**To do**
1 – Answer the following questions using the interview.
(a) What did the speaker spend afternoons collecting and studying as a child?
(b) At what stage of education did the speaker realize that skills and curiosity could contribute to scientific progress?
(c) For how many years did the speaker work at the Salk Institute?
2 – State whether each statement below agrees with the interview, quoting the words that decide it.
(a) The speaker worked at the Salk Institute for five years.
(b) The speaker's dad left the house with his toolbox.
(c) Dr. Lyumkis gave the speaker and colleagues freedom and resources to explore new ideas.
3 – Repeat the part of the interview starting at "Tell us about" and ending at "in the field.".

**Document passage**
== Segment start ==

How did you get interested in science?
As a child, my curiosity and desire to create new things led me to tinker with any electronic device I could get my hands on. I vividly remember my dad leaving the house with his toolbox as I disassembled everything from TVs and radios to watches and toys. The inner workings of these devices fascinated me, and I spent countless hours exploring and experimenting with them. My love for science extended beyond electronics to the natural world as well. I spent countless afternoons collecting and studying insects, marveling at the intricacies of their anatomy and behavior.
Through my natural inclination towards experimentation and exploration, I discovered my passion for science. In college, I realized that I could use my skills and curiosity to contribute to scientific progress and drive positive change in our society. It’s exciting to think about the possibilities that lie ahead as I continue to explore the frontiers of scientific knowledge and push the boundaries of what’s possible.
Tell us about the lab where you did this work?
The Salk Institute is one of the most prestigious research institutions in the world, and I was fortunate enough to work there for 7 years under the guidance of Dr. Lyumkis. My time at Salk was an unforgettable experience that allowed me to work on cutting-edge projects alongside some of the most talented and innovative scientists in the field.
Dr. Lyumkis’ commitment to excellence was an inspiration for all of us to push ourselves to the limit. He provided us with the freedom and resources to explore new ideas and develop groundbreaking research. Being part of such a dynamic and exciting environment was a truly transformative experience, and it shaped the way I approach scientific inquiry to this day.
Collaborating with some of the best minds in the field was an opportunity I will always be grateful for. I learned so much from my colleagues and was constantly inspired by their passion and dedication to the pursuit of scientific discovery. Through our collective efforts, we were able to make significant contributions to the field and advance the boundaries of what was previously thought possible.

== Segment end ==

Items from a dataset
== Segment start ==

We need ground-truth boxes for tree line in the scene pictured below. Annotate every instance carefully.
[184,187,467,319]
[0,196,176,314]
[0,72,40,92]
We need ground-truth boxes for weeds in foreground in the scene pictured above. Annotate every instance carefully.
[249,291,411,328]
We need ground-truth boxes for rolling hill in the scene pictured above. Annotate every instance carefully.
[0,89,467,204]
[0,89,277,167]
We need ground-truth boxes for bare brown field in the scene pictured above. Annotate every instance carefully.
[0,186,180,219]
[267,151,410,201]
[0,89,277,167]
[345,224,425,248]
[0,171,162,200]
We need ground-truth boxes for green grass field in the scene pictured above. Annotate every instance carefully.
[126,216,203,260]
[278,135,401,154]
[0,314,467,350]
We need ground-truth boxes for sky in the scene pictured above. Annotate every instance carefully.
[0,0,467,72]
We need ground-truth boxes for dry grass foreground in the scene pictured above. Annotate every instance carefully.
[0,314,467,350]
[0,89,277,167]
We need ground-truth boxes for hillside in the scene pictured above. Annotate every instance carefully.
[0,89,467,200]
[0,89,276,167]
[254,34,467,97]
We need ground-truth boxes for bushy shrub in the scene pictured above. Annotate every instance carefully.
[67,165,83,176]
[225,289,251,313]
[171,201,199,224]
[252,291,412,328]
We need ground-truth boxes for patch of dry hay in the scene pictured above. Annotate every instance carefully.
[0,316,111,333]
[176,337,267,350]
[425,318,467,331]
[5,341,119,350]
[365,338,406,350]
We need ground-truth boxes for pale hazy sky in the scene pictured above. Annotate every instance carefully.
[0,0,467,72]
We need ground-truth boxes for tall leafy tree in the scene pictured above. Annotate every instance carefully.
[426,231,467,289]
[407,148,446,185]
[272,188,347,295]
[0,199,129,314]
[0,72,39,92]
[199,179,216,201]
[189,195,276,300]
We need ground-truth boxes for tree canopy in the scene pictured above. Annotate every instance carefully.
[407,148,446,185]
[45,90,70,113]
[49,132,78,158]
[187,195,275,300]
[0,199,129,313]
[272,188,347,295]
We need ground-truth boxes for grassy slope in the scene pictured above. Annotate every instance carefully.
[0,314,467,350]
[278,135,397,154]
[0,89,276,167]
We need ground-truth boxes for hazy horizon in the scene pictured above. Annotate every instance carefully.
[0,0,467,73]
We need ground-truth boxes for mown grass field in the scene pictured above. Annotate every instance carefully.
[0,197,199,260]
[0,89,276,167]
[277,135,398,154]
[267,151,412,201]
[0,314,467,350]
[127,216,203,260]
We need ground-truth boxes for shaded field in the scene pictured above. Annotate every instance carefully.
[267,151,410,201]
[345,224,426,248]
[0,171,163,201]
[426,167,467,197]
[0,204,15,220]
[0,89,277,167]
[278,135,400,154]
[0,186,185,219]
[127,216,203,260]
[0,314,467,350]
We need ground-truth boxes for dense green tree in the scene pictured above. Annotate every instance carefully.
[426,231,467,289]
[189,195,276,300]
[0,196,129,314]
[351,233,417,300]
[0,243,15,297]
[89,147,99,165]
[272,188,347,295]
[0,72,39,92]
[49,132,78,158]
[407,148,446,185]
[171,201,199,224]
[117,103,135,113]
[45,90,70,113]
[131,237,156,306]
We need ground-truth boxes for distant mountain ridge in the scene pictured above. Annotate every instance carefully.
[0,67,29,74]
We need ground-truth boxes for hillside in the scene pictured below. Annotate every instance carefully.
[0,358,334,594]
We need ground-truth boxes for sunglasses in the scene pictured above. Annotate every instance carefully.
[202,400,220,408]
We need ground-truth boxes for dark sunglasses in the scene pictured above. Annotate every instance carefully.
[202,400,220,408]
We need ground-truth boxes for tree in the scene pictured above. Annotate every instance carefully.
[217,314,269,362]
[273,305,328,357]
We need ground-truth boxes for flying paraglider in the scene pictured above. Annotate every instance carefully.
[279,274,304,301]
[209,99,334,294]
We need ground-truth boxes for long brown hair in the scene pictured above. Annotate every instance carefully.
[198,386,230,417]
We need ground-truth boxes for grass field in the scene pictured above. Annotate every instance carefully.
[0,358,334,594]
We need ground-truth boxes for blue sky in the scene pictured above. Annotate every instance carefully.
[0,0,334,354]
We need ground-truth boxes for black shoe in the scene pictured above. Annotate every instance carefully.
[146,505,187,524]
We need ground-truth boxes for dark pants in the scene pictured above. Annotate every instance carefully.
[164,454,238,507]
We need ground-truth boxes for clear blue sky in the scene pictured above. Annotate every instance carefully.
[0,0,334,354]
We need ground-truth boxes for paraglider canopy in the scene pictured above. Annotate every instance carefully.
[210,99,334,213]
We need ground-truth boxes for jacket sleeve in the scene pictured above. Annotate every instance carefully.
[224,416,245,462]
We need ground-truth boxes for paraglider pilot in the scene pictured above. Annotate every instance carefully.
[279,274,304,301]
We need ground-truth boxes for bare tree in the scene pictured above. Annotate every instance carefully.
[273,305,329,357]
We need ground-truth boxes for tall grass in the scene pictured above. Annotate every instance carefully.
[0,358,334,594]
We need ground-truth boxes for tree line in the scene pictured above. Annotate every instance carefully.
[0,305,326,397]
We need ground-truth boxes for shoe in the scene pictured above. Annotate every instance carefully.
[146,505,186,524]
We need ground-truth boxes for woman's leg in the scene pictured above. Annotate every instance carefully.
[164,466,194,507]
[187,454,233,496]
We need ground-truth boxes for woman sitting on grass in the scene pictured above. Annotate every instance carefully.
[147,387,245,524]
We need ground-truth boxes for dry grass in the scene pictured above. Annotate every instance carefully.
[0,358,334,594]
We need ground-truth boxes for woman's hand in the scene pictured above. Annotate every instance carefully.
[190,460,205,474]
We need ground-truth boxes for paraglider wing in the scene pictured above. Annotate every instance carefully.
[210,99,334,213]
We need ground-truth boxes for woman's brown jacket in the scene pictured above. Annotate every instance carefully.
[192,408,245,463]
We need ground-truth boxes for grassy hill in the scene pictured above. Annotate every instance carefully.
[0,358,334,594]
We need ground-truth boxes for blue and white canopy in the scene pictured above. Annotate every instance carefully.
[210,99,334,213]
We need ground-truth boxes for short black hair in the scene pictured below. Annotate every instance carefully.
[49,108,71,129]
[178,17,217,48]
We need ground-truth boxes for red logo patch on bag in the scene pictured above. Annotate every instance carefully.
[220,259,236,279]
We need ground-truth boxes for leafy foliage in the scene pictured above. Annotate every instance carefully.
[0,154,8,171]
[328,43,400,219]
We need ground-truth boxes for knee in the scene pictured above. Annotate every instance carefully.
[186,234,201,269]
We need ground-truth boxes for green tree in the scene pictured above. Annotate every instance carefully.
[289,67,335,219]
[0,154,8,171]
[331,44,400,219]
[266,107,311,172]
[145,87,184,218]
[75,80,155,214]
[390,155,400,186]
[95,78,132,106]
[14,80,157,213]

== Segment end ==
== Segment start ==

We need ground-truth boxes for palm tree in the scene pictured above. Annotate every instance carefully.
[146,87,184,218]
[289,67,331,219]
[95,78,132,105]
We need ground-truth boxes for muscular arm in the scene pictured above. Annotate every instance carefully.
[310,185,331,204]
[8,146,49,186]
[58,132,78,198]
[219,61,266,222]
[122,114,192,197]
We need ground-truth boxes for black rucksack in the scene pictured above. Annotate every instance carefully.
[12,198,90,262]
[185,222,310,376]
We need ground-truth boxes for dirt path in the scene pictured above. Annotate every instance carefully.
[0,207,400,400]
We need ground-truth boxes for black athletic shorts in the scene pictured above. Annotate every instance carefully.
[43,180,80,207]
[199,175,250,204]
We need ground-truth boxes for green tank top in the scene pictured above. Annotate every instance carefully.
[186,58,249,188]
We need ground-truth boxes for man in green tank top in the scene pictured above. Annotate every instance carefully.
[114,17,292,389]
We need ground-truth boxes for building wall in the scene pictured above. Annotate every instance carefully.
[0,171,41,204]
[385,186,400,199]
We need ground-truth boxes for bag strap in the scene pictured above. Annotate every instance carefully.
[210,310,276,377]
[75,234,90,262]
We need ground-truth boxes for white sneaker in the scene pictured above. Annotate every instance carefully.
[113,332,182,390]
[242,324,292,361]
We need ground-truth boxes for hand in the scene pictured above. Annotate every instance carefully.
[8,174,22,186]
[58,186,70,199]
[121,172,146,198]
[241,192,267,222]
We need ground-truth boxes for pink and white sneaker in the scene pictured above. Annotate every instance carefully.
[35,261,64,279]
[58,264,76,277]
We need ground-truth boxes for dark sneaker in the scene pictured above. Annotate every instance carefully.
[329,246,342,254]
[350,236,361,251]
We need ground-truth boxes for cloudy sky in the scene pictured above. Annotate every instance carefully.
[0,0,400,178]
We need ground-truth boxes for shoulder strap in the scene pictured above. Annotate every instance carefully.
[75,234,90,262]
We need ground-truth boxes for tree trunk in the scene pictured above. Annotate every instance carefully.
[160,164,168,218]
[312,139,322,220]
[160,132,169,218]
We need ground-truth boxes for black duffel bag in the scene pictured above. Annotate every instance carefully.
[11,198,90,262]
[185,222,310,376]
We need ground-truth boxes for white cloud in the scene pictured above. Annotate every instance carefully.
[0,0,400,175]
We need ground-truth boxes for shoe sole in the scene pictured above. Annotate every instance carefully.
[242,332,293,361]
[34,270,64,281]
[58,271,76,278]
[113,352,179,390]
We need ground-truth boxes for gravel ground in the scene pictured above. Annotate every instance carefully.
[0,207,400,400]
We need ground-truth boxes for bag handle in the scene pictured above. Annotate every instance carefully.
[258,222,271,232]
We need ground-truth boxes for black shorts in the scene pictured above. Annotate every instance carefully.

== Segment end ==

**Solutions per task**
1 –
(a) Insects.
(b) In college.
(c) 7 years.

2 –
(a) No: "I was fortunate enough to work there for 7 years"
(b) Yes: "I vividly remember my dad leaving the house with his toolbox"
(c) Yes: "He provided us with the freedom and resources to explore new ideas"

3 –
Tell us about the lab where you did this work?
The Salk Institute is one of the most prestigious research institutions in the world, and I was fortunate enough to work there for 7 years under the guidance of Dr. Lyumkis. My time at Salk was an unforgettable experience that allowed me to work on cutting-edge projects alongside some of the most talented and innovative scientists in the field.